■ Opdracht 1 ■
Geef voor elke bewering of ze klopt met de tekst over anarchisten en revoluties: (a) Paul Goodman schreef in een reeks boeken over onderwijs. (b) Alex Comfort schreef een lijvig boekwerk over misdaad en straf. (c) Voline, Maximov en Berkman probeerden de Spaanse revolutie te doorgronden. Antwoord telkens met ja of nee en citeer letterlijk de woorden uit de tekst die de doorslag geven.
■ Opdracht 2 ■
Zet de tekst over anarchisten en revoluties voort na de laatste zin.

■ Gegeven tekst ■
....

Maar onderzoek naar de meest dringende vraagstukken, is dat echt wat er bij anarchisten ontbreekt? Vraagstukken zoals het imperialisme misschien, waar de anarchist Noam Chomsky – ook buiten anarchistische subculturen toch best bekend – nogal wat over schreef? Onderwijs, waar de anarchist Paul Goodman zijn gedachten en praktijkervaring in een reeks boeken over onder woorden bracht, vol concrete voorbeelden?[4] Misdaad en straf, waar de anarchist Alex Comfort een prachtig boekje over maakte?[5] Leren van wereldrevoluties? Zoals Voline en Gregori Maximov en Alexander Berkman, die de mislukte Russische revolutie probeerden te doorgronden?[6] Zoals Vernon Richards, José Peirats, Sam Dolgoff en Gaston Leval en talloze anderen die hetzelfde probeerden met de Spaanse revolutie?[7] Allemaal anarchisten die precies probeerden wat anarchisten volgens de auteur nalaten vanwege ons ‘utopisme’: leren van revoluties, oftewel van episodes in ‘wereldrevoluties’.

....

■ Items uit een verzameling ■
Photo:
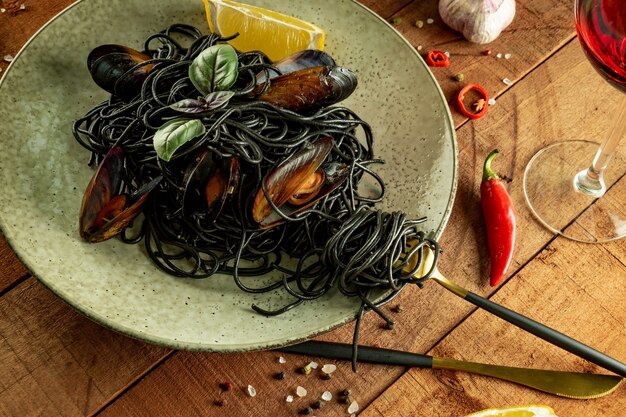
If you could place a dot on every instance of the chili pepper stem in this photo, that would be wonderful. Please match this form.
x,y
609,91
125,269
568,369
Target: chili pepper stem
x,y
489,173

....

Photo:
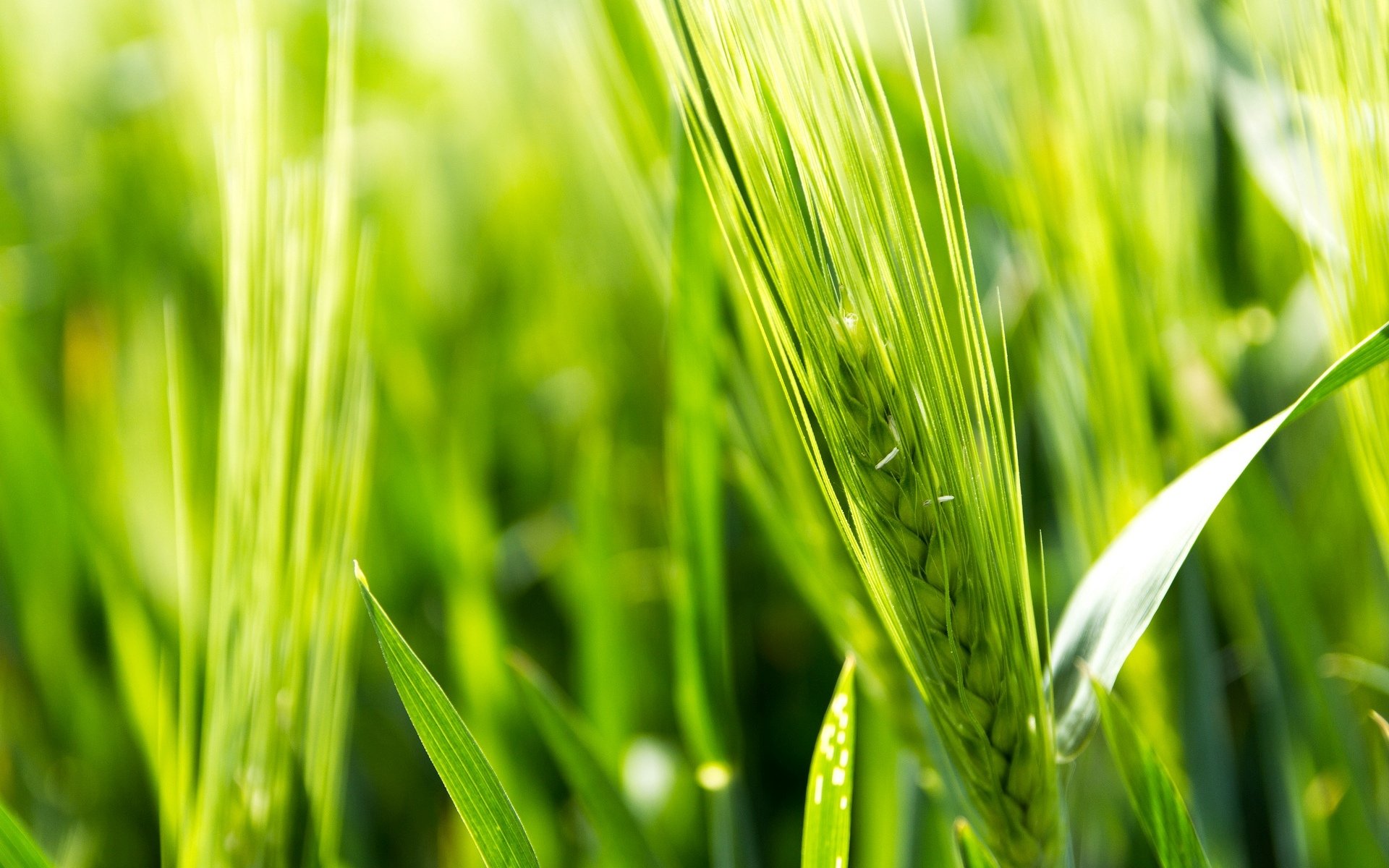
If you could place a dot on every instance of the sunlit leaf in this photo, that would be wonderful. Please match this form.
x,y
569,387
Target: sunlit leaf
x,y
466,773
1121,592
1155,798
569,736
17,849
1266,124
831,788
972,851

....

■ Antwoord 1 ■
(a) Ja: "de anarchist Paul Goodman zijn gedachten en praktijkervaring in een reeks boeken over onder woorden bracht"
(b) Nee: "een prachtig boekje"
(c) Nee: "die de mislukte Russische revolutie probeerden te doorgronden"

■ Antwoord 2 ■
Kloppen de analyses allemaal? Welnee, we slaan de plank vaak genoeg faliekant mis, en dan is er snel genoeg een andere anarchist – of een relatief verstandige marxist, het komt voor – die ons daarop wijst. Maar dat is hier de discussie niet. De discussie is dat anarchisten wordt verweten dat we allerlei urgente zaken niet onderzoeken en niet doordenken en geen strategische concepten ontwikkelen en door maar een eind heen te dromen onszelf beletten om ons in concrete revoluties te verdiepen om er wat van op te steken. Dat verwijt is verbijsterend onrechtvaardig en onjuist, zoals een groot deel van het artikel verbijsterend onrechtvaardig en onjuist is. Met de analyses, conclusies en concepten die anarchisten trekken kun je het grondig oneens zijn. Maar serieuze discussie begint dan wel met erkennen dat die analyses, conclusies en concepten op zijn minst bestáán.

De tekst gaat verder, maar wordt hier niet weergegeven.